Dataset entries

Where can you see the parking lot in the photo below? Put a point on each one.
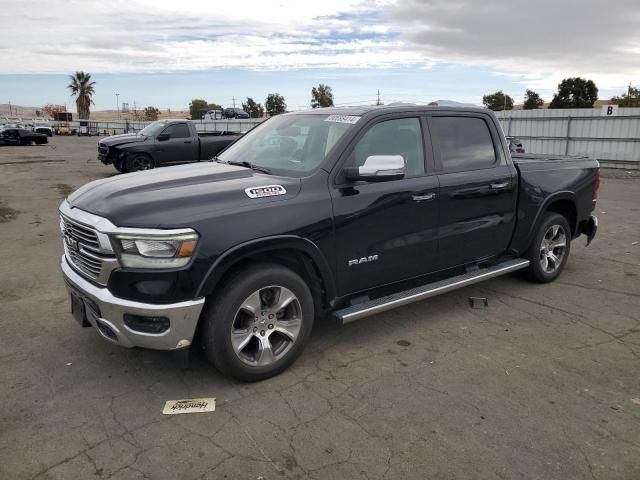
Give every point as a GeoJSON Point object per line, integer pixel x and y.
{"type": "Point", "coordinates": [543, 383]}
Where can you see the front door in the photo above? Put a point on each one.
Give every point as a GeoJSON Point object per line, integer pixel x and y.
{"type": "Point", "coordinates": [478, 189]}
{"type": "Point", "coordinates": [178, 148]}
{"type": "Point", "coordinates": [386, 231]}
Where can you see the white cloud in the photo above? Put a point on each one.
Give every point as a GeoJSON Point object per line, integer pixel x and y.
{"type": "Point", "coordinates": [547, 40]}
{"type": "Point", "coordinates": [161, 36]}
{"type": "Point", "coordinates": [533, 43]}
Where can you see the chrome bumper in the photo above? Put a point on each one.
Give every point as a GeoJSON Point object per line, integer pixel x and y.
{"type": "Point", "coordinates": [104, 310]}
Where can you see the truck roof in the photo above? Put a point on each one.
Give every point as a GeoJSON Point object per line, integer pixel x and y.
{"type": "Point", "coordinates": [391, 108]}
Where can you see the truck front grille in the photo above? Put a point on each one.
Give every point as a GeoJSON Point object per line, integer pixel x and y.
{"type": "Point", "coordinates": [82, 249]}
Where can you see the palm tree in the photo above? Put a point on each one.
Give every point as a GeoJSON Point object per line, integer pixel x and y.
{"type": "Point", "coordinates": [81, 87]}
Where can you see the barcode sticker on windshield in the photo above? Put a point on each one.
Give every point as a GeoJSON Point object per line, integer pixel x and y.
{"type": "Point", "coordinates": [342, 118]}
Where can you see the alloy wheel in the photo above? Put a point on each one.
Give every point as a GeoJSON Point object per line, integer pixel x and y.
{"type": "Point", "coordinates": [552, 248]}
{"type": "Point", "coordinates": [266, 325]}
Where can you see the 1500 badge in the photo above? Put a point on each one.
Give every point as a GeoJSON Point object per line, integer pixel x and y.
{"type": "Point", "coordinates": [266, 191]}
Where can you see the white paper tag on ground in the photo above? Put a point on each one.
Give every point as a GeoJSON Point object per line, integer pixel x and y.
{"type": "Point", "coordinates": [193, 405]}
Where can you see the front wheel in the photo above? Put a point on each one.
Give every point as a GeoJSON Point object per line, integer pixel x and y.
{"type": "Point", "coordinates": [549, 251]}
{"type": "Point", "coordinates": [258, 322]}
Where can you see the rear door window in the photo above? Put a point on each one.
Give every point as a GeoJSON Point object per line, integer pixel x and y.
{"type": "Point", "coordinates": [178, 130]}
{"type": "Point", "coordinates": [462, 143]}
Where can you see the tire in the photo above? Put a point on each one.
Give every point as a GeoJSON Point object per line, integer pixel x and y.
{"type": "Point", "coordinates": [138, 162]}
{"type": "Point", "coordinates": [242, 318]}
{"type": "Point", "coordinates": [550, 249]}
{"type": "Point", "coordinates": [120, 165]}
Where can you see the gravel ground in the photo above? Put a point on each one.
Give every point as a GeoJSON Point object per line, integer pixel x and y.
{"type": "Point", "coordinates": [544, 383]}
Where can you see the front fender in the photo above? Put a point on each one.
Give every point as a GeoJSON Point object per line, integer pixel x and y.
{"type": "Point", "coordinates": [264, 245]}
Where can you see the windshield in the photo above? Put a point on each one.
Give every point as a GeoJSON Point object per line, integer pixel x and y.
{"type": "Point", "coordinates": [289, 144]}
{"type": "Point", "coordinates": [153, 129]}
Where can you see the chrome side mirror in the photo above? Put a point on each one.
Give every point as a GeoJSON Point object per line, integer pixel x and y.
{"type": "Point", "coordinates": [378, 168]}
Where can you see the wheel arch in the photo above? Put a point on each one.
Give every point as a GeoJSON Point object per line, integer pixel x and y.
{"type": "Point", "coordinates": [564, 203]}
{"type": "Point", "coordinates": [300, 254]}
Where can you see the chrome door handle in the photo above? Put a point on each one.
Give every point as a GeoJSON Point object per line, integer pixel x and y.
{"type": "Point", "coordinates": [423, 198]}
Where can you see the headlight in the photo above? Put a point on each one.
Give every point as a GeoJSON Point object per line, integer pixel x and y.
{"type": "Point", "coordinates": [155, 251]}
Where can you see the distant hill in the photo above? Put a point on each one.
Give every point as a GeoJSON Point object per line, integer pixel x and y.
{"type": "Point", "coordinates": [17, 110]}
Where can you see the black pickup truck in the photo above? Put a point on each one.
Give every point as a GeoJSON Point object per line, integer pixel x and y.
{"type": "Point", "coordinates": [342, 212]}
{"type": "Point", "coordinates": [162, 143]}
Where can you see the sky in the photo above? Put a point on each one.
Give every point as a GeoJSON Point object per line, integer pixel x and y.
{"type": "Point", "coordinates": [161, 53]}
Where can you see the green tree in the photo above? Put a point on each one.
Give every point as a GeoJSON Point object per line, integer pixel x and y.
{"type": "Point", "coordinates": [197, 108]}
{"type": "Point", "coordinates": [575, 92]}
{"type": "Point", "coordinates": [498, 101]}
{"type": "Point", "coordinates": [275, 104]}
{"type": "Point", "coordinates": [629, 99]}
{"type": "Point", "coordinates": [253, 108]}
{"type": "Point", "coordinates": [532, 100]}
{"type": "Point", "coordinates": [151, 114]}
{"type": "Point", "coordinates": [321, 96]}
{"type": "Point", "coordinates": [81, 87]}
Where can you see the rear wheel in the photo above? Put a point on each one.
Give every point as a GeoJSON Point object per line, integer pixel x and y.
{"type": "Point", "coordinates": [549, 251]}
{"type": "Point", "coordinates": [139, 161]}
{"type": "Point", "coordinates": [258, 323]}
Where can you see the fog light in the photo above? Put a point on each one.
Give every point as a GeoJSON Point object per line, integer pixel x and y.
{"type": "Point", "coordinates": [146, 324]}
---
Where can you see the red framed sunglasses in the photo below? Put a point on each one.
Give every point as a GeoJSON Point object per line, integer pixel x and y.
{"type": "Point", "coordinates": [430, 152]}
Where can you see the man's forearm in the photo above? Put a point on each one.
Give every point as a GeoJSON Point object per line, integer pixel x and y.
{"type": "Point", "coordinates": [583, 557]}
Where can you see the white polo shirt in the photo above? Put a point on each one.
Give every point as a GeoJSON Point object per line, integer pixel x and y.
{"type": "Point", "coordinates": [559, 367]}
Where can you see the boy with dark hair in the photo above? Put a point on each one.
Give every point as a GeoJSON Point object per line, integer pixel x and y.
==
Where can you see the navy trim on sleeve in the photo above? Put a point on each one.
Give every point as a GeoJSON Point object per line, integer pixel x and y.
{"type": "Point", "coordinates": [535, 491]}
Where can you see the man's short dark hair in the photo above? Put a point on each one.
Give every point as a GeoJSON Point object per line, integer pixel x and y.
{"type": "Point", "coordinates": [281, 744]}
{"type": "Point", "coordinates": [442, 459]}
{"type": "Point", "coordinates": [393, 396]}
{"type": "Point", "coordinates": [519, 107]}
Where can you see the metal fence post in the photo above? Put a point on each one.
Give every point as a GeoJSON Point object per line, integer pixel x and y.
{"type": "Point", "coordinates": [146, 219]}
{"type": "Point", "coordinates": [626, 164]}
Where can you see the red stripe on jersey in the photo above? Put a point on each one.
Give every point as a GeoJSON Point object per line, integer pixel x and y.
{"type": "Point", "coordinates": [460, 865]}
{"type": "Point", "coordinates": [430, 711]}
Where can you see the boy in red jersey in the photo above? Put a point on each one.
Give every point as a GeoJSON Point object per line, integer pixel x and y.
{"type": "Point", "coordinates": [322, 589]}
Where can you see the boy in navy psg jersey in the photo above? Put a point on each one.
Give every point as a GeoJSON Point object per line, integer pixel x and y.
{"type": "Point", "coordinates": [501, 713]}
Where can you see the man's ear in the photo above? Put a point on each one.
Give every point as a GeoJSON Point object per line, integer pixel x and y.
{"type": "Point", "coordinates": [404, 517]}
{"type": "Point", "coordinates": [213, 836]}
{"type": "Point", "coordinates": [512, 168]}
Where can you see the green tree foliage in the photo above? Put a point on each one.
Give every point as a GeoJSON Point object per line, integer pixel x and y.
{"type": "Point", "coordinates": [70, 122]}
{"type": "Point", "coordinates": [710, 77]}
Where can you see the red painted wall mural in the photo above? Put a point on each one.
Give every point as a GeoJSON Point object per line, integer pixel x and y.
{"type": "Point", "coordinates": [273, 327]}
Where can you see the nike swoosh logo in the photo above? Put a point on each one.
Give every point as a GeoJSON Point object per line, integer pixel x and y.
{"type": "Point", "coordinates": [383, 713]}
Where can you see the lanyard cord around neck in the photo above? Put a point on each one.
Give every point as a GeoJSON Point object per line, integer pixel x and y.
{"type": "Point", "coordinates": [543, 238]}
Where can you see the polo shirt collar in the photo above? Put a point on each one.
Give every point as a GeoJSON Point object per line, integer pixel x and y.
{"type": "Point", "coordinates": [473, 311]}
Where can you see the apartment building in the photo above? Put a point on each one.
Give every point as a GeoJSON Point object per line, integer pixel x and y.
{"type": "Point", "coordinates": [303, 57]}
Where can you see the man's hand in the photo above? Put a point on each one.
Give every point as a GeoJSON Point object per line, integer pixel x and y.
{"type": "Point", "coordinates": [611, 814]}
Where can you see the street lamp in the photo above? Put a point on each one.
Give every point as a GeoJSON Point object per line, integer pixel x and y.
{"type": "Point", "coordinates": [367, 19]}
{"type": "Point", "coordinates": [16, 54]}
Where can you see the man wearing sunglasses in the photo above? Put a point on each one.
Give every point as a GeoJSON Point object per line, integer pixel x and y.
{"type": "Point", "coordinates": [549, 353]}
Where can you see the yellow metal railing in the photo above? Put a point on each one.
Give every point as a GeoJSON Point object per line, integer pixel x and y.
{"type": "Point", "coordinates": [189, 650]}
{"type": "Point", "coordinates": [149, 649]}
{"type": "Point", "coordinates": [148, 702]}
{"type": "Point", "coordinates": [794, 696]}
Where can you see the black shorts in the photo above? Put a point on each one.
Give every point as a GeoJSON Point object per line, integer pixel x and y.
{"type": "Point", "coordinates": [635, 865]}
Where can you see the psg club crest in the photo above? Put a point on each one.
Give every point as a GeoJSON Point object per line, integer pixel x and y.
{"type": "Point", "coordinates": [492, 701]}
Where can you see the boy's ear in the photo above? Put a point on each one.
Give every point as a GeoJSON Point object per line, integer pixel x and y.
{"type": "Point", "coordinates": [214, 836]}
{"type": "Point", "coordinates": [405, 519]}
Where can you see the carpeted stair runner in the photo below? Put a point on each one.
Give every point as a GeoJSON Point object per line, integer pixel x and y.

* _Problem to work on_: Please go through each line of the data and count those that contain the string "shirt"; give that number alone.

* _Solution to this problem_: 2